> [Selected passage]
┌────────

Nationally, higher education has been bellyaching long and loudly about the poor and deteriorating skill levels of their incoming students. What, the colleges moan, has K-12 been doing with the kids all these years?

Some years back, a few post-secondary institutions made headlines by trying to toss underprepared students back to their high schools for remediation. The gesture didn't work as such, but the public definitely got the message that higher ed has gotten stuck with work that was supposed to have been long accomplished by high school graduation.

Such was the situation when Rhode Island's current commissioner of higher education, Jack Warner, became the associate chancellor at the University of Massachusetts. Many Massachusetts public school students needed remedial reading, writing or math. Some needed all three.

Furthermore, high school standards were all over the place. The content of Algebra I in one school was woefully thin compared with Algebra I elsewhere. Colleges felt they had no choice but to perform diagnostic tests on all their students, including those who had been extensively tested by their public high schools. Clearly, K-12 and higher ed needed to get together and agree on some standardized high-school exit criteria to serve double duty both as a measure of eligibility to graduate from high school, and as a report to the college or assessment of incoming students' skills.

└────────

> [Records supplied]
┌────────

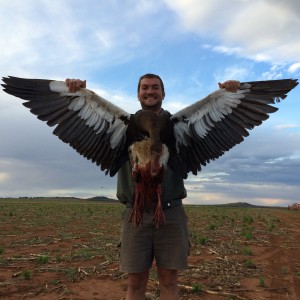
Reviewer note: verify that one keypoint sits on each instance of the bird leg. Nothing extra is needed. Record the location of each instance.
(159, 217)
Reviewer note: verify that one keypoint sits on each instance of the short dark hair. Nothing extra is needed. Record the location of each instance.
(150, 75)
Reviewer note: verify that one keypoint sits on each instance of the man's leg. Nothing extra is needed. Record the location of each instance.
(137, 283)
(168, 284)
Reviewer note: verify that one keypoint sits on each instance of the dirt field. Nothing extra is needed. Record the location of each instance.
(68, 250)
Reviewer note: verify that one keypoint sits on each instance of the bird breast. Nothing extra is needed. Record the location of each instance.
(141, 156)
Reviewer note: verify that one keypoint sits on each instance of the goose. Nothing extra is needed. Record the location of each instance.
(185, 141)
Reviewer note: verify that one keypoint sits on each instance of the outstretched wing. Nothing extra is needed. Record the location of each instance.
(208, 128)
(94, 127)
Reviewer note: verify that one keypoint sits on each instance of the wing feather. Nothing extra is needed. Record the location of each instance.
(208, 128)
(91, 125)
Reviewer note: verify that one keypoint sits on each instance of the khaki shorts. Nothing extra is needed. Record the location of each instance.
(168, 244)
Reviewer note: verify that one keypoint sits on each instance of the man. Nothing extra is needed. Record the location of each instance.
(169, 243)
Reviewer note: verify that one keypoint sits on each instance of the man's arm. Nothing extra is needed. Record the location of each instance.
(75, 84)
(229, 85)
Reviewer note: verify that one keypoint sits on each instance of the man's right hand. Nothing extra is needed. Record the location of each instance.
(75, 84)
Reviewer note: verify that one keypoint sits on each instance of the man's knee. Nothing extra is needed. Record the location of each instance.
(138, 280)
(168, 278)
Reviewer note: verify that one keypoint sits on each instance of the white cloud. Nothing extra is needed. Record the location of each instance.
(261, 30)
(294, 67)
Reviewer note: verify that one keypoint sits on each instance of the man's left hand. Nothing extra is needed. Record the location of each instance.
(230, 85)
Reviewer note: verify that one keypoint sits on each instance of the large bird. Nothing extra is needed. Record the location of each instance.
(109, 136)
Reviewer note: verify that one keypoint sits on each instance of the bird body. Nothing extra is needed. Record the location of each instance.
(185, 142)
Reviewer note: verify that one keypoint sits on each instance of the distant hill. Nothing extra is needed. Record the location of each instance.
(239, 204)
(102, 199)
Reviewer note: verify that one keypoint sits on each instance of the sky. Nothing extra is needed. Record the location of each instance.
(192, 45)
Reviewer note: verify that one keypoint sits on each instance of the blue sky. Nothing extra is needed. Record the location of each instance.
(192, 45)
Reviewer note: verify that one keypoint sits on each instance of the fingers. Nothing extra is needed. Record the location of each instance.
(75, 84)
(230, 85)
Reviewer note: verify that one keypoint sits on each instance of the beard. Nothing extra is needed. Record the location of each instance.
(151, 105)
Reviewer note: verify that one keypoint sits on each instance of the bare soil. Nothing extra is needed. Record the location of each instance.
(54, 251)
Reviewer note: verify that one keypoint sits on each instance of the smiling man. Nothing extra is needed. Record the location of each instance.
(167, 245)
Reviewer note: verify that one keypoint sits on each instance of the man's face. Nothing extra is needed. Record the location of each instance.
(150, 94)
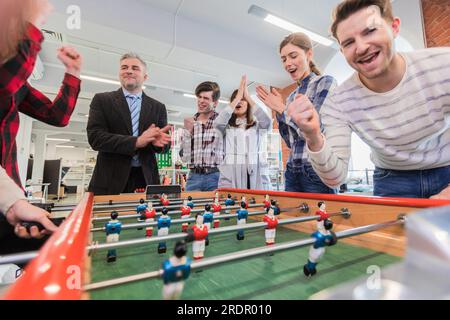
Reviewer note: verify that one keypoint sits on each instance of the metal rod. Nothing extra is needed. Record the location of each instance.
(176, 236)
(180, 221)
(244, 254)
(130, 216)
(131, 202)
(25, 257)
(123, 207)
(18, 258)
(176, 221)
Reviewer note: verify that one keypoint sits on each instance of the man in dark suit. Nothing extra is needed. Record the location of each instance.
(127, 128)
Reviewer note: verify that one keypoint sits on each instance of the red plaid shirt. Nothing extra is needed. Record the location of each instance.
(205, 144)
(18, 95)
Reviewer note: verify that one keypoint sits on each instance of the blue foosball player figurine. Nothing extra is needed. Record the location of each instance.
(324, 238)
(163, 229)
(229, 201)
(276, 208)
(208, 218)
(113, 228)
(190, 203)
(241, 219)
(175, 271)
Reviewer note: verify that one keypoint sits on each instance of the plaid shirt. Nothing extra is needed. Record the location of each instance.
(316, 88)
(205, 145)
(17, 95)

└────────

> [What to do]
1 > Answer these questions from the passage on college remediation:
(a) What position did Jack Warner hold at the University of Massachusetts?
(b) Which course does the passage use to show how much high school standards varied?
(c) What did colleges feel they had no choice but to perform on all their students?
2 > Please continue the passage about higher education and remediation, picking up after its final sentence.

> [Responses for each task]
1 >
(a) Associate chancellor.
(b) Algebra I.
(c) Diagnostic tests.

2 >
Apparently, Massachusetts's state tests, the infamous MCAS, were originally designed with this double duty in mind. Warner believes the MCAS is excellent precisely because it provides a clear image of what a student knows and is able to do. However, Warner gets a little hot under the collar about how and why it has evolved into a make-or-break, single measure of student success, especially when Massachusetts's 1993 Education Reform Act quite specifically requires multiple measures to evaluate both students and schools.

In any case, Warner proposes bridging the wasteful gap between K-12 and higher education by partnering to create mutually-agreed-upon exit criteria for high school students. The benefits might include:

Clearly articulating to high school seniors exactly what goals and standards they're shooting for, using multiple measures and not a single-shot test.

Certifying to the public and to employers whether certain basic standards were met, and thus expressing, at least minimally, what a youth knows and is able to do.

Eliminating diagnostic testing at the college level.

Giving students full credit for any certificate or associate's course work completed at the high school level, much the way advanced placement students can earn college credits.

Furthermore, in the course of conversations between K-12 and higher education, colleges might become more accountable to elementary and secondary about preparing teachers to help students meet these goals. When I was on the School Board, we often felt we had to start over with new teachers fresh out of prep programs, finding ways to prepare and support them in real, urban classrooms. (Prep programs give them way too much theory of and not enough content and how to.) A K-16 system would have to be mutually accountable for delivering better-prepared students to higher ed and better new teachers to K-12.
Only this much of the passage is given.